**Materials provided**:
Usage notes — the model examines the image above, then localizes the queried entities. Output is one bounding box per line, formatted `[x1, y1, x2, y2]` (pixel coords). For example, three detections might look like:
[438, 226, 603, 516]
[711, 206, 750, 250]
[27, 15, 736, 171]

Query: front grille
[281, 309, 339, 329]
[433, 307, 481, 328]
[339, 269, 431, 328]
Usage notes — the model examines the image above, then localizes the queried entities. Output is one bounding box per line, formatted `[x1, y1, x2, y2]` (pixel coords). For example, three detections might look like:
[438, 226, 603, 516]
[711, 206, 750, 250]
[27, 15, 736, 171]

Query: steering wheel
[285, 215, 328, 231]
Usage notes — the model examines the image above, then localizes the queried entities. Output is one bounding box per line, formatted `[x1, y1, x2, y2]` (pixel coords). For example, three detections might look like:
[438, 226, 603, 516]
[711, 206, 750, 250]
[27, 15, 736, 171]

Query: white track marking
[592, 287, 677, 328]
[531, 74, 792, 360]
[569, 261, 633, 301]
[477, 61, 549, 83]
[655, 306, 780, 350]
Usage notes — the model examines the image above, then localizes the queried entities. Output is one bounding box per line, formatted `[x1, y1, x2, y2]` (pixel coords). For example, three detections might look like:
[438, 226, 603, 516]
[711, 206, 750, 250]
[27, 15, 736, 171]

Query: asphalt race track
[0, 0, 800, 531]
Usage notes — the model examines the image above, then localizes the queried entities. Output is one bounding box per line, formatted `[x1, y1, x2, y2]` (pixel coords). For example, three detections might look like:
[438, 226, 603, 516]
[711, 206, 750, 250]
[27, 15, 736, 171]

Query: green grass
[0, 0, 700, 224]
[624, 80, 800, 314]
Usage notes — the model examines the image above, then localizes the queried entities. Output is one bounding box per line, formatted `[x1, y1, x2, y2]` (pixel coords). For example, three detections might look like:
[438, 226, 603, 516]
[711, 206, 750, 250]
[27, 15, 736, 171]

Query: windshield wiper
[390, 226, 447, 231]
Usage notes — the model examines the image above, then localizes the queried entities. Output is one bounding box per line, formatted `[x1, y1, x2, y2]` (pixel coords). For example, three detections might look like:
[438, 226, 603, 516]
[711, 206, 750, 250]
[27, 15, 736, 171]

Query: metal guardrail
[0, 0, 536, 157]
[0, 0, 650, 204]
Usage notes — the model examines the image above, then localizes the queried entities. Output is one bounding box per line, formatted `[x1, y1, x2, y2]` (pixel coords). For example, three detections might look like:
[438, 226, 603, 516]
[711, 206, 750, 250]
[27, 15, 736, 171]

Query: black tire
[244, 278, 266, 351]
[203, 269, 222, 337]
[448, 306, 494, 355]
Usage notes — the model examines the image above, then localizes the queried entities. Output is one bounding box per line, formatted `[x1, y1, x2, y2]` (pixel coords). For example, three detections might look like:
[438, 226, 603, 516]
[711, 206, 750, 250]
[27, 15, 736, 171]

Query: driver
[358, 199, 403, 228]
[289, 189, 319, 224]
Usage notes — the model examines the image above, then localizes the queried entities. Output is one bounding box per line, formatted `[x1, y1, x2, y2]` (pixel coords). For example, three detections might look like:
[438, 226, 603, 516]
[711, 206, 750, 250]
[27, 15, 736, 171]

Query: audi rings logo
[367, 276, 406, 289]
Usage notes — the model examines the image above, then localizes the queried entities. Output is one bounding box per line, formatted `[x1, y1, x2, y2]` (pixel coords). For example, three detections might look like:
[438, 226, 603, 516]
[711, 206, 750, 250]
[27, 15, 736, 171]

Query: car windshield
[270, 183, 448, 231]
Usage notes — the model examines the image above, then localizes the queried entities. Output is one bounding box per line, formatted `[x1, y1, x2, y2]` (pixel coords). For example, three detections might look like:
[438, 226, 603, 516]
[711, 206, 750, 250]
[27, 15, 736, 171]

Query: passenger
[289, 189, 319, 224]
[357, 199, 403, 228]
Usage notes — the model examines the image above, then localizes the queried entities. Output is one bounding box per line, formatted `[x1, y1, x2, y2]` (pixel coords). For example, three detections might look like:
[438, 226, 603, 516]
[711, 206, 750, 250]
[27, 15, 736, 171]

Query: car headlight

**The problem**: Could you give the lines above as a Markdown table with the columns Row and Line, numbering each row and leaving out the blank lines?

**Task output**:
| Row | Line |
|---|---|
| 1 | Usage notes — the model examines the image above, then localizes the queried entities. Output is one bounding box per line, formatted `[x1, y1, x2, y2]` (pixel coords). For example, three detections might look like: |
| 2 | [438, 226, 603, 516] |
| 3 | [711, 206, 750, 250] |
| 4 | [27, 15, 736, 171] |
| 5 | Query: front grille |
| 6 | [281, 309, 339, 329] |
| 7 | [433, 307, 481, 328] |
| 8 | [339, 269, 431, 328] |
| 9 | Usage notes — the model examines the image above, then localizes the queried entities. Output is one bounding box per line, formatted `[x1, y1, x2, y2]` (pixel coords). For example, three detections might look like: |
| 10 | [438, 226, 603, 516] |
| 11 | [711, 206, 750, 250] |
| 12 | [27, 15, 736, 171] |
| 13 | Query: steering wheel |
| 14 | [285, 215, 328, 231] |
| 15 | Usage notes — the model examines the image above, then localizes the queried entities. Output is one bounding box per line, formatted `[x1, y1, x2, y2]` (pixel coords). For example, three detections might look like: |
| 16 | [438, 226, 603, 516] |
| 17 | [711, 206, 750, 250] |
| 18 | [27, 15, 736, 171] |
| 19 | Query: white track marking |
| 20 | [592, 287, 677, 328] |
| 21 | [531, 74, 792, 360] |
| 22 | [569, 261, 633, 301] |
| 23 | [477, 61, 549, 83] |
| 24 | [655, 306, 780, 350] |
| 25 | Usage notes — the model examines the image above, then localizes the queried entities. Output is one bounding box per line, formatted `[x1, y1, x2, y2]` (pixel coords). For example, three detections might look like: |
| 26 | [438, 226, 603, 516] |
| 27 | [711, 206, 750, 250] |
| 28 | [27, 15, 736, 171] |
| 29 | Query: asphalt race track |
| 30 | [0, 0, 800, 531] |
| 31 | Usage notes — the model examines the image above, then localizes the queried entities. Output is one bounding box per line, formatted `[x1, y1, x2, y2]` (pixel coords). For example, three detections might look like: |
| 32 | [438, 226, 603, 516] |
| 33 | [711, 206, 750, 250] |
| 34 | [27, 15, 736, 171] |
| 35 | Query: green grass |
| 36 | [0, 0, 700, 224] |
| 37 | [624, 80, 800, 314] |
| 38 | Usage notes — the model examines the image above, then localizes the queried entities. Output is one bounding box per line, formatted `[x1, y1, x2, y2]` (pixel coords). For example, three detections might look like: |
| 39 | [438, 226, 603, 516] |
| 40 | [711, 206, 750, 250] |
| 41 | [27, 15, 736, 171] |
| 42 | Query: windshield wiper |
| 43 | [390, 226, 447, 231] |
| 44 | Usage notes — the model examines the image above, then localizes the queried entities. Output is one bounding box per line, formatted `[x1, y1, x2, y2]` (pixel coords). For example, three detections might look like: |
| 45 | [438, 226, 603, 516] |
| 46 | [711, 206, 750, 250] |
| 47 | [27, 15, 736, 171] |
| 48 | Query: metal guardrail |
| 49 | [0, 0, 536, 157] |
| 50 | [0, 0, 650, 204] |
| 51 | Usage notes — the model examines the image above, then localizes the queried entities. Output is one bounding box per line, formatted `[x1, y1, x2, y2]` (pixel coords). For example, three detections might look like: |
| 52 | [438, 226, 603, 516] |
| 53 | [711, 206, 750, 250] |
| 54 | [27, 15, 736, 171] |
| 55 | Query: black tire |
| 56 | [244, 278, 266, 351] |
| 57 | [203, 269, 222, 337] |
| 58 | [448, 306, 494, 355] |
| 59 | Usage notes — the model examines the image above, then localizes the queried entities. Output is one bounding box per line, formatted `[x1, y1, x2, y2]` (pixel coords). For example, three detections might look like: |
| 60 | [438, 226, 603, 516] |
| 61 | [711, 206, 750, 250] |
| 62 | [27, 15, 736, 171] |
| 63 | Query: driver |
| 64 | [358, 199, 403, 228] |
| 65 | [289, 189, 319, 224] |
| 66 | Usage notes — the model examines the image above, then localizes the queried entities. Output is one bounding box per line, formatted `[x1, y1, x2, y2]` (pixel coords). For example, three detections might look like: |
| 67 | [438, 226, 603, 516] |
| 68 | [711, 206, 750, 250] |
| 69 | [27, 15, 736, 171] |
| 70 | Query: audi rings logo |
| 71 | [367, 276, 406, 289] |
| 72 | Usage notes — the model examines the image above, then localizes the queried entities. Output is one bounding box per line, formatted `[x1, y1, x2, y2]` (pixel coords). For example, three detections might look like: |
| 73 | [438, 226, 603, 516] |
| 74 | [711, 206, 750, 250] |
| 75 | [27, 15, 736, 171] |
| 76 | Query: car windshield |
| 77 | [270, 183, 448, 231] |
| 78 | Usage notes — the model examines the image above, then localizes the queried entities. Output is one bounding box per line, formatted `[x1, y1, x2, y2]` (pixel coords). For example, three detections might look like: |
| 79 | [438, 226, 603, 516] |
| 80 | [711, 206, 750, 250] |
| 81 | [27, 15, 736, 171] |
| 82 | Query: passenger |
| 83 | [289, 189, 319, 224] |
| 84 | [357, 199, 403, 228] |
| 85 | Usage notes — the model examines the image above, then localizes the queried entities. Output is one bounding box per line, formatted `[x1, y1, x2, y2]` (pixel coords). For example, three detections might look like: |
| 86 | [438, 226, 603, 516] |
| 87 | [711, 206, 750, 250] |
| 88 | [27, 15, 736, 171] |
| 89 | Query: car headlight |